== Exercise aim ==
Give the data again, word for word.

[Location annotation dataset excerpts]
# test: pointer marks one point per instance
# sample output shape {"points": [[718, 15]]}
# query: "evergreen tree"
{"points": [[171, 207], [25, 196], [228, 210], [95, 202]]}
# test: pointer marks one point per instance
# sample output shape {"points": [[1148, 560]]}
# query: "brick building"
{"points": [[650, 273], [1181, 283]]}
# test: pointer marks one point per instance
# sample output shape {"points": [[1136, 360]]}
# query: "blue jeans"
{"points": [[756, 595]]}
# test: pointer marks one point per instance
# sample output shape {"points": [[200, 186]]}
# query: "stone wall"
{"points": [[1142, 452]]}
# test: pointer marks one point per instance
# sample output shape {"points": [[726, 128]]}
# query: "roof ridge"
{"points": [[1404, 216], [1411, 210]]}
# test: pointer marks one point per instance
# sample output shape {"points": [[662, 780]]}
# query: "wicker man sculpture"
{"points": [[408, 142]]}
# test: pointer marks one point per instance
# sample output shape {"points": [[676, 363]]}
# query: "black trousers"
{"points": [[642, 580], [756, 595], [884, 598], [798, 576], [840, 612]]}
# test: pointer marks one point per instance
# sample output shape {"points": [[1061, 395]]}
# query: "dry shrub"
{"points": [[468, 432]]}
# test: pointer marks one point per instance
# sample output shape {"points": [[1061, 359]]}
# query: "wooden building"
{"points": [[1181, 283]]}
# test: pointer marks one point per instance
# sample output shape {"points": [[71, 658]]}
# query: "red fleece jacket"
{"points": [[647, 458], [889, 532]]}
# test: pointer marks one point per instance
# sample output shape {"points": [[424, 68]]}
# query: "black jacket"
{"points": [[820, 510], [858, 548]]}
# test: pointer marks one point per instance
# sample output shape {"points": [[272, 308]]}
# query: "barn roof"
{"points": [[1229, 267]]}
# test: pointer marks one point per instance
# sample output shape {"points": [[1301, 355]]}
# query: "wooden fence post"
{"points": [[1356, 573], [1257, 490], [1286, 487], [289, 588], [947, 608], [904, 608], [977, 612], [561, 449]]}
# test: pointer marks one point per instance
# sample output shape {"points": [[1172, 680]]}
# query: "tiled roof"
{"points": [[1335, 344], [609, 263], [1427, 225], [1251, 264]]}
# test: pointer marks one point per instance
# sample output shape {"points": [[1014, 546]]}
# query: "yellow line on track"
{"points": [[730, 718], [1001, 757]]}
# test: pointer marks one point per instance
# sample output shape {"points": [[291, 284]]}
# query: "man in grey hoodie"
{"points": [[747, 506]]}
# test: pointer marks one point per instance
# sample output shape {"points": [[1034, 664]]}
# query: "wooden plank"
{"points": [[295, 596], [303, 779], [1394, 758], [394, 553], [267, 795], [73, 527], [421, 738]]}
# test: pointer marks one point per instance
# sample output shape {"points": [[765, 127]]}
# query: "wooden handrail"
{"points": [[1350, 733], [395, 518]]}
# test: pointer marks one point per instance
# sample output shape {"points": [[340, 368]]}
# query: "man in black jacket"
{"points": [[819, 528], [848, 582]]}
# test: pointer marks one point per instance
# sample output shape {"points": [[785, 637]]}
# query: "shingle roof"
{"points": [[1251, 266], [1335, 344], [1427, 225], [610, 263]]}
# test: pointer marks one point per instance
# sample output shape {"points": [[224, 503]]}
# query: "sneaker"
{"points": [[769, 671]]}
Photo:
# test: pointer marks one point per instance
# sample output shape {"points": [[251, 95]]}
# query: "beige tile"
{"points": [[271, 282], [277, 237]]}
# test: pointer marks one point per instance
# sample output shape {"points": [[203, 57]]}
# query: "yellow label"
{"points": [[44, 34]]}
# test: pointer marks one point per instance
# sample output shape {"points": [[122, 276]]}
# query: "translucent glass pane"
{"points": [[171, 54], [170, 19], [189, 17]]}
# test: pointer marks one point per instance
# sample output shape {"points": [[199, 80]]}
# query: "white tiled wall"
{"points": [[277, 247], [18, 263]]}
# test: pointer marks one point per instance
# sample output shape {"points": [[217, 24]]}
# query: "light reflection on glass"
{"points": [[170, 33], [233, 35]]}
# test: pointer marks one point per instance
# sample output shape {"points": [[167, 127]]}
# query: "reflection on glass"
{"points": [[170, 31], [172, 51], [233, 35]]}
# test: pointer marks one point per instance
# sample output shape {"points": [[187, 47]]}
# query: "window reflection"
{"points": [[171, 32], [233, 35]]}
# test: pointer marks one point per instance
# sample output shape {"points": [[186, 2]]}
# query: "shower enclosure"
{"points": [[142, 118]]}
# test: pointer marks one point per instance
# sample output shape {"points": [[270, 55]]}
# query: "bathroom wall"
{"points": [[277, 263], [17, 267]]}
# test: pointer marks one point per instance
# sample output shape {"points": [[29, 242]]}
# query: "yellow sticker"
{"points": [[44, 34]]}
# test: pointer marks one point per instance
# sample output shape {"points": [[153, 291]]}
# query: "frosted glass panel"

== Complete response ==
# test: pointer marks one point per instance
# sample output shape {"points": [[718, 15]]}
# query: "evergreen tree"
{"points": [[171, 207], [25, 196], [228, 210], [95, 202]]}
# test: pointer marks one point per instance
# sample output shape {"points": [[1148, 560]]}
# query: "brick building"
{"points": [[650, 273], [1181, 283]]}
# test: pointer marks one point per instance
# sample output shape {"points": [[1136, 360]]}
# query: "blue jeans"
{"points": [[756, 595]]}
# test: pointer marks one point per instance
# sample output shape {"points": [[200, 186]]}
# query: "stone wall"
{"points": [[1142, 452]]}
# test: pointer marks one point per instance
# sample output shape {"points": [[726, 128]]}
# query: "roof ridge"
{"points": [[1404, 216], [1411, 210]]}
# test: pointer marks one point per instance
# sample output shape {"points": [[662, 780]]}
# query: "wicker man sculpture"
{"points": [[408, 142]]}
# test: pointer marks one point per instance
# sample output shape {"points": [[676, 363]]}
# query: "black trousers"
{"points": [[642, 580], [756, 595], [884, 598], [798, 576], [840, 612]]}
# test: pointer marks one point per instance
# sample output shape {"points": [[1061, 395]]}
# query: "dry shrub"
{"points": [[468, 432]]}
# test: pointer marks one point per instance
# sample output shape {"points": [[1061, 359]]}
# query: "wooden building"
{"points": [[1181, 283]]}
# test: pointer marks one point per instance
# sample output shape {"points": [[71, 658]]}
# query: "red fleece jacket"
{"points": [[647, 458], [889, 532]]}
# test: pointer marks one point per instance
# sample output shape {"points": [[424, 68]]}
# query: "black jacket"
{"points": [[820, 510], [858, 548]]}
# test: pointer marks one point per instance
# sample output shape {"points": [[272, 308]]}
# query: "barn roof"
{"points": [[1229, 267]]}
# test: pointer marks one point per instance
# sample output shape {"points": [[1301, 355]]}
# query: "wooden fence post"
{"points": [[1356, 573], [1257, 490], [1286, 487], [289, 588], [947, 608], [904, 608], [977, 612], [561, 449]]}
# test: pointer marks one point per instance
# sample output shape {"points": [[1172, 680]]}
# query: "tiled roof"
{"points": [[1335, 344], [609, 263], [1427, 225], [1251, 264]]}
# test: pointer marks one point per instance
# sample output shape {"points": [[1014, 546]]}
# query: "yellow line on track"
{"points": [[730, 718], [1001, 757]]}
# test: pointer marks one point per instance
# sample output shape {"points": [[291, 284]]}
# query: "man in grey hoodie"
{"points": [[747, 506]]}
# test: pointer marks one point per instance
# sample output shape {"points": [[1034, 664]]}
# query: "wooden plank"
{"points": [[295, 596], [303, 779], [1394, 758], [394, 553], [267, 795], [73, 527], [421, 738]]}
# test: pointer marks one point per instance
# sample output shape {"points": [[765, 127]]}
# query: "wooden handrail"
{"points": [[1350, 733], [395, 518]]}
# test: pointer marks one point per instance
# sample output shape {"points": [[340, 368]]}
# query: "man in black jacket"
{"points": [[819, 528], [848, 582]]}
# test: pointer marks one point per instance
# sample output shape {"points": [[785, 637]]}
# query: "shingle roof"
{"points": [[1251, 266], [1335, 344], [1427, 225], [610, 263]]}
# test: pointer marks one point per instance
# sample output shape {"points": [[224, 503]]}
# query: "sneaker"
{"points": [[769, 671]]}
Photo:
# test: pointer marks one point per instance
# sample output shape {"points": [[251, 95]]}
# query: "beige tile"
{"points": [[271, 282], [277, 237]]}
# test: pointer marks one point per instance
# sample output shape {"points": [[203, 57]]}
# query: "yellow label"
{"points": [[44, 34]]}
# test: pointer marks one point per instance
# sample output shape {"points": [[122, 276]]}
# query: "translucent glass pane"
{"points": [[171, 54], [170, 19], [189, 17]]}
# test: pointer marks one point per instance
# sample output shape {"points": [[199, 80]]}
# query: "white tiled wall"
{"points": [[277, 247], [18, 263]]}
# test: pointer marks one point per instance
# sample output shape {"points": [[217, 24]]}
# query: "light reflection on glass"
{"points": [[170, 33], [233, 35]]}
# test: pointer marks one point per instance
# sample output shape {"points": [[167, 127]]}
# query: "reflection on glass"
{"points": [[170, 31], [172, 51], [233, 35]]}
# test: pointer marks one point per instance
# sample output shape {"points": [[187, 47]]}
# query: "window reflection"
{"points": [[171, 32], [233, 35]]}
# test: pointer marks one point per instance
# sample output shape {"points": [[186, 2]]}
# query: "shower enclosure"
{"points": [[142, 118]]}
# test: pointer marks one point per instance
# sample output shape {"points": [[270, 55]]}
# query: "bathroom wall"
{"points": [[277, 263], [17, 267]]}
# test: pointer marks one point per instance
# sample output shape {"points": [[29, 242]]}
# query: "yellow sticker"
{"points": [[44, 34]]}
# test: pointer marks one point per instance
# sample output shape {"points": [[153, 291]]}
# query: "frosted glass panel"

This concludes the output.